## [GIVEN TASK]
Continue the article on the Code on Wages Bill 2017 from its last sentence, not the material that follows it.

## [SELECTED PASSAGE]
== == ==

The
Labour Ministry introduced the Code on Wages Bill 2017 in the Lok Sabha
on August 10, with the ostensible aim of ensuring a statutory national
minimum wage and other protections to all wage workers in the country.
The Code seeks to replace the
four existing laws relating to wages – the Payment of Wages Act, 1936;
the Minimum Wages Act, 1948; the Payment of Bonus Act, 1965; and the
Equal Remuneration Act, 1976.
But the Bill is drawing strong
opposition from trade unions across the country, which point out that it
is actually diluting whatever pro-labour elements existed in the four
earlier legislations.
Newsclick looks at some of the main anti-worker components in the Wage Code Bill.
The first obvious problem is that
the Bill makes a mockery of the idea of a ‘national minimum wage’ by
providing for different national minimum wages to be fixed for different
states – instead of providing for a uniform national minimum wage for
the entire country.
This is despite the Labour
Ministry proclaiming its intention to improve the wage levels and ensure
a minimum living standard to workers by fixing a national minimum wage,
below which no state government can fix its minimum wage.
But Section 9(1) of the Bill
states that ‘different national minimum wage may be fixed for different
states or different geographical areas’.

== == ==

## [EXCERPTED RECORDS]
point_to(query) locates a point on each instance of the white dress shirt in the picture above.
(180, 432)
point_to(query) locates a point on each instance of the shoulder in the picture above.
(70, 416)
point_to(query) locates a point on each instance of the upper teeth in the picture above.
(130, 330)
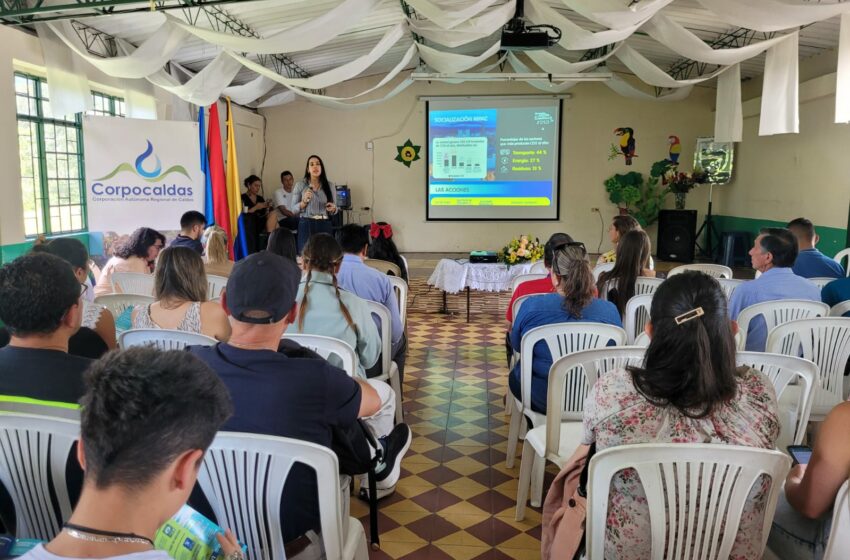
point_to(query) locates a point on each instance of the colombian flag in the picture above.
(239, 248)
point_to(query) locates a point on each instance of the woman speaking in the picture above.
(317, 201)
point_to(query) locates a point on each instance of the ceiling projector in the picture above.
(518, 35)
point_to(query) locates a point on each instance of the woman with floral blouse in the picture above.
(688, 391)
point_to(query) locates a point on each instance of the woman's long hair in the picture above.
(138, 243)
(282, 242)
(690, 363)
(633, 252)
(216, 245)
(384, 248)
(323, 178)
(323, 254)
(180, 275)
(575, 280)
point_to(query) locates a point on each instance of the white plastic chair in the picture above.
(821, 281)
(782, 370)
(600, 268)
(117, 304)
(641, 340)
(385, 267)
(647, 285)
(637, 315)
(328, 348)
(688, 519)
(839, 309)
(715, 270)
(776, 313)
(132, 283)
(243, 476)
(570, 380)
(163, 339)
(401, 290)
(389, 368)
(215, 286)
(729, 285)
(520, 278)
(826, 342)
(538, 268)
(839, 258)
(838, 546)
(33, 452)
(562, 339)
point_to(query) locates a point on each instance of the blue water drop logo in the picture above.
(140, 160)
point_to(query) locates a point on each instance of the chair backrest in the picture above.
(243, 475)
(715, 270)
(163, 339)
(637, 314)
(778, 312)
(215, 285)
(838, 546)
(383, 314)
(600, 268)
(118, 303)
(641, 340)
(520, 278)
(823, 340)
(33, 452)
(647, 285)
(538, 268)
(384, 266)
(132, 283)
(839, 309)
(570, 380)
(563, 339)
(328, 347)
(401, 290)
(782, 370)
(695, 494)
(821, 281)
(839, 258)
(729, 285)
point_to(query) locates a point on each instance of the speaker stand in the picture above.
(710, 231)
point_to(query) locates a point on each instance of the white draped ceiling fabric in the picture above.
(448, 28)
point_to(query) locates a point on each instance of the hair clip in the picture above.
(692, 314)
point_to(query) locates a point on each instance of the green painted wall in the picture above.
(94, 242)
(832, 240)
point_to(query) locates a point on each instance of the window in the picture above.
(51, 152)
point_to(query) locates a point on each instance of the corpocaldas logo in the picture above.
(149, 182)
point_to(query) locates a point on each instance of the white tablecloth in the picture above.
(454, 276)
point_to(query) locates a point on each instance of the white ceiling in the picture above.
(269, 16)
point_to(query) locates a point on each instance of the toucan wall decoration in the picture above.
(626, 146)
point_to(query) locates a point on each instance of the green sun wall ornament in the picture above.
(407, 153)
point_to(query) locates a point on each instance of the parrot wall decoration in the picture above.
(675, 149)
(627, 143)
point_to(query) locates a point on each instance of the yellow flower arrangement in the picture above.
(521, 249)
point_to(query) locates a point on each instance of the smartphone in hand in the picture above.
(800, 454)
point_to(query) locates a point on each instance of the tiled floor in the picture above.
(456, 498)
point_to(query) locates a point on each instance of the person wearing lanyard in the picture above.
(317, 201)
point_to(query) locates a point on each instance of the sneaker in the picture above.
(388, 471)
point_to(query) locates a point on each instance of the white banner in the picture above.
(141, 173)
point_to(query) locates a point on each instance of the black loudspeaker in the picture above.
(676, 235)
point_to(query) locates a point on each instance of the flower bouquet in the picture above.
(521, 249)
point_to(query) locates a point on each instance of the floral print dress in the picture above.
(617, 414)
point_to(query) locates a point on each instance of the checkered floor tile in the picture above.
(455, 498)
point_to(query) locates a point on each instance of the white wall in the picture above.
(18, 46)
(300, 128)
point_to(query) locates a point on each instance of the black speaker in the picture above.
(676, 235)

== == ==

## [ANSWER TO THIS EXERCISE]
Hence, the ‘national minimum wage’ – even as the phrase is repeatedly used – is reduced to a ‘state-level minimum wage’.
As the Centre for Indian Trade Unions (CITU) states in a document critiquing the Code on Wages Bill 2017, this makes “the whole concept of ‘National Minimum Wage’ a deceptive ploy to mislead the people.”
“Even if the difference in price
level in different states/geographical areas is taken into account, it
can well be reflected in the rates of variable dearness allowances, as
it exists now. There is no justification of making ‘national minimum’ of
the basic minimum wage different for different states,” notes CITU.
“Hence the provision of ‘national
minimum wage’ being projected by the government as an improvement in
the present Bill is rendered meaningless for the workers by the
provision of the Bill itself.”
Further, as a memo on
the Labour Code of Wages Bill 2017 by the New Trade Union Initiative
(NTUI) points out, this could lead to a “race to the bottom” among
states to lower wages.
“The underlying competitive federalism inherent in this shift of responsibility severely dilutes the
concurrent nature of ‘labour’ as outlined in Article 246, Schedule 7 of
the Constitution. This will also lead to competition between states to
lower wage standards and lead to a race to the bottom, which negatively
impacts growth owing to reduced effective demand.”
The other overriding problem is the matter of the fixation of the minimum wage.
Dr K Hemalata, president of CITU, told Newsclick, “The
government has completely ignored the formula for fixing the minimum
wage as was recommended by the 44th Indian Labour Conference (ILC) in
2012, and reiterated by the 46th ILC in 2015, which was even inaugurated
by Prime Minister Narendra Modi. This formula for minimum wage was
adopted unanimously by the 15th ILC in 1957 and by the Supreme Court directions in the Raptakos and Brett case.”
Based on this
formula, the Seventh Pay Commission recommended Rs 18,000 as minimum
wage. The government accepted this for central government employees.
Trade unions are
demanding the same minimum wage of Rs 18,000 per month for all workers.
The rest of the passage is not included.